* _Written task_
Reproduce, unchanged, the stretch of the records that begins with the line containing "Target: blue winter jacket" and ends with the line containing "(1019, 263)", including both of those lines.

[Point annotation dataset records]
________________________

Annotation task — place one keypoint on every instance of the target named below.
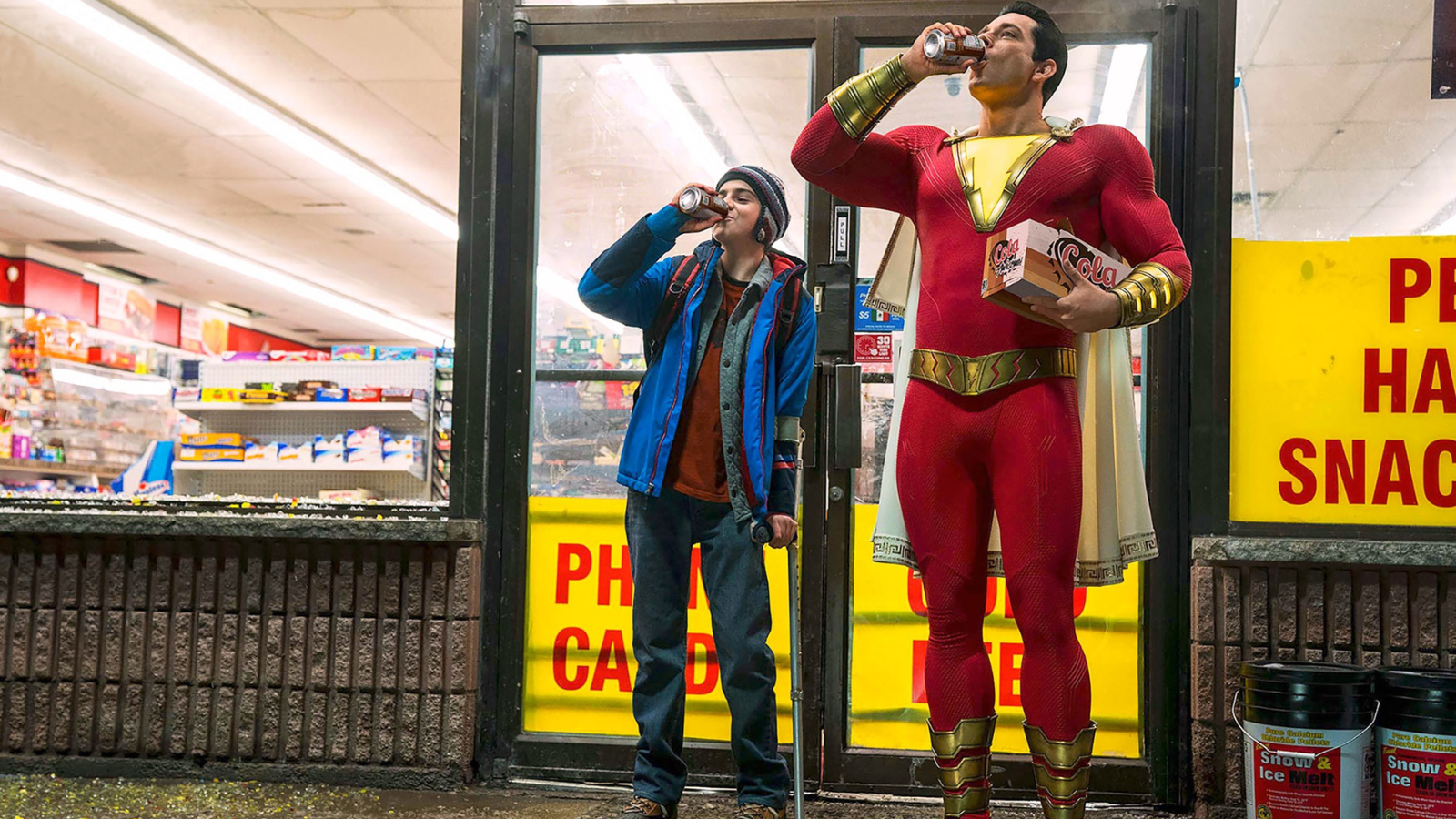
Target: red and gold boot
(963, 758)
(1063, 770)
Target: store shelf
(47, 470)
(382, 411)
(232, 467)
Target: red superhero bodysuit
(1016, 448)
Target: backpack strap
(788, 312)
(672, 307)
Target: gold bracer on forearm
(865, 99)
(1149, 293)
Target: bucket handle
(1238, 695)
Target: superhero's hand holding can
(1088, 308)
(953, 48)
(703, 205)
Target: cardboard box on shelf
(211, 455)
(302, 453)
(198, 440)
(353, 353)
(1036, 259)
(347, 494)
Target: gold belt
(983, 373)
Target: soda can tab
(941, 47)
(701, 205)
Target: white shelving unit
(298, 423)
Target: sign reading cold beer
(579, 642)
(1343, 387)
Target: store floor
(47, 797)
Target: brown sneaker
(750, 811)
(644, 806)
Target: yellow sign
(888, 642)
(579, 642)
(579, 629)
(1343, 401)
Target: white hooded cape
(1117, 523)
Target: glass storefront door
(621, 114)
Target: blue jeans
(662, 532)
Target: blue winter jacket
(762, 389)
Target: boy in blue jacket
(711, 457)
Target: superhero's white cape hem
(1117, 522)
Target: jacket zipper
(677, 379)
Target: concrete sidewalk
(47, 797)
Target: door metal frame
(495, 302)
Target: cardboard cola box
(1019, 263)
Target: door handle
(844, 417)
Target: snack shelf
(385, 411)
(47, 470)
(233, 467)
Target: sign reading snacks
(579, 642)
(1343, 383)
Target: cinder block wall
(261, 659)
(1347, 614)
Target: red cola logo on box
(1077, 257)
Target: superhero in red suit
(1005, 443)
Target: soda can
(701, 205)
(941, 47)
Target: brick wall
(1249, 611)
(341, 654)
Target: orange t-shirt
(696, 467)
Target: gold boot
(963, 760)
(1063, 770)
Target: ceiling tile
(1351, 188)
(441, 28)
(368, 44)
(1283, 95)
(433, 106)
(1252, 21)
(1322, 33)
(1382, 145)
(1402, 92)
(1308, 225)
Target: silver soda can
(701, 205)
(941, 47)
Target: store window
(619, 136)
(228, 276)
(1344, 264)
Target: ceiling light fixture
(1123, 75)
(146, 46)
(291, 285)
(682, 121)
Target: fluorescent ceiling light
(688, 131)
(682, 123)
(188, 70)
(288, 283)
(1121, 84)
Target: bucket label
(1417, 775)
(1298, 773)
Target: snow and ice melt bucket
(1417, 742)
(1308, 748)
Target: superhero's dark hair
(1048, 43)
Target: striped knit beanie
(774, 217)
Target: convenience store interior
(273, 181)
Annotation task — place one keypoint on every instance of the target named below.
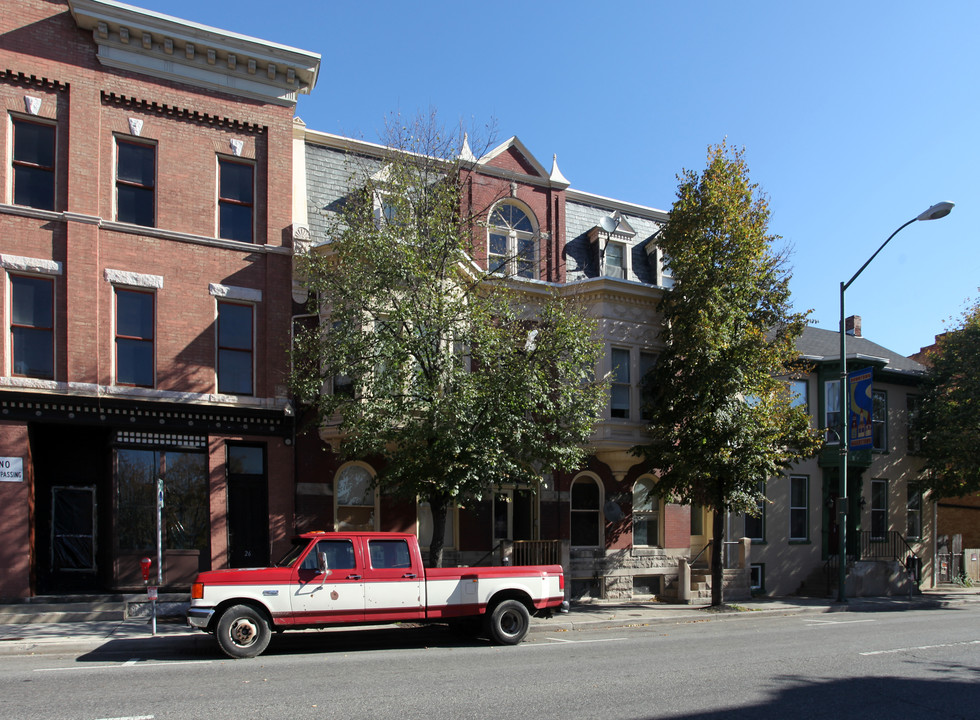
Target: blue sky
(855, 117)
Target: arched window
(356, 499)
(646, 514)
(586, 520)
(512, 246)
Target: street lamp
(939, 210)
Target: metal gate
(73, 529)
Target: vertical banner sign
(859, 425)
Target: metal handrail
(698, 556)
(893, 546)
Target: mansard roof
(138, 40)
(817, 345)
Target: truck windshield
(299, 545)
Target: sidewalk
(134, 636)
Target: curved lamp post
(939, 210)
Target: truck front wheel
(508, 623)
(242, 632)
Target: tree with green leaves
(457, 379)
(949, 417)
(722, 418)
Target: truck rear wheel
(508, 623)
(242, 632)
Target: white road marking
(127, 664)
(583, 642)
(920, 647)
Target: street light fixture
(939, 210)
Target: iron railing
(873, 546)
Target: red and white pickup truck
(329, 579)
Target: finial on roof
(465, 154)
(556, 177)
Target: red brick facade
(51, 73)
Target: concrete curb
(132, 637)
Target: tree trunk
(717, 566)
(439, 505)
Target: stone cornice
(31, 80)
(127, 228)
(137, 40)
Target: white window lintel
(232, 292)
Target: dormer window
(512, 247)
(612, 240)
(614, 264)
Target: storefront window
(185, 499)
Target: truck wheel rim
(243, 632)
(510, 623)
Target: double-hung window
(913, 507)
(236, 200)
(614, 260)
(799, 395)
(879, 509)
(799, 510)
(913, 406)
(33, 164)
(619, 406)
(586, 526)
(32, 326)
(648, 361)
(135, 183)
(235, 348)
(646, 514)
(879, 420)
(134, 337)
(755, 525)
(832, 405)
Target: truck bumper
(199, 617)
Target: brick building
(596, 520)
(146, 237)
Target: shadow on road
(865, 697)
(201, 646)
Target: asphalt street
(891, 662)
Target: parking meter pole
(159, 550)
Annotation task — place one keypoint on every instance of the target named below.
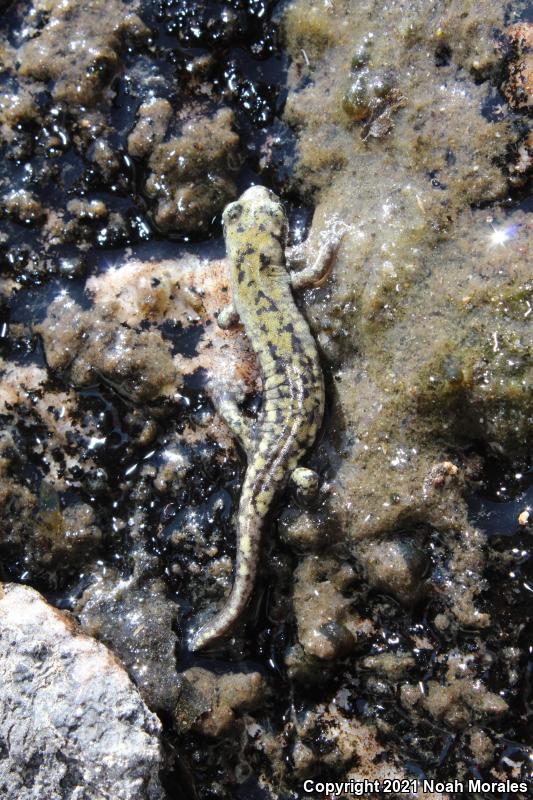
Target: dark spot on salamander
(272, 306)
(297, 344)
(264, 261)
(273, 350)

________________________

* _Correct response_
Target: blue winter jacket
(762, 389)
Target: boy in blue jacket
(711, 457)
Target: superhero's white cape hem
(1117, 522)
Target: jacket zipper
(677, 379)
Target: concrete sidewalk
(47, 797)
Target: door metal frame
(495, 302)
Target: cardboard cola box
(1019, 263)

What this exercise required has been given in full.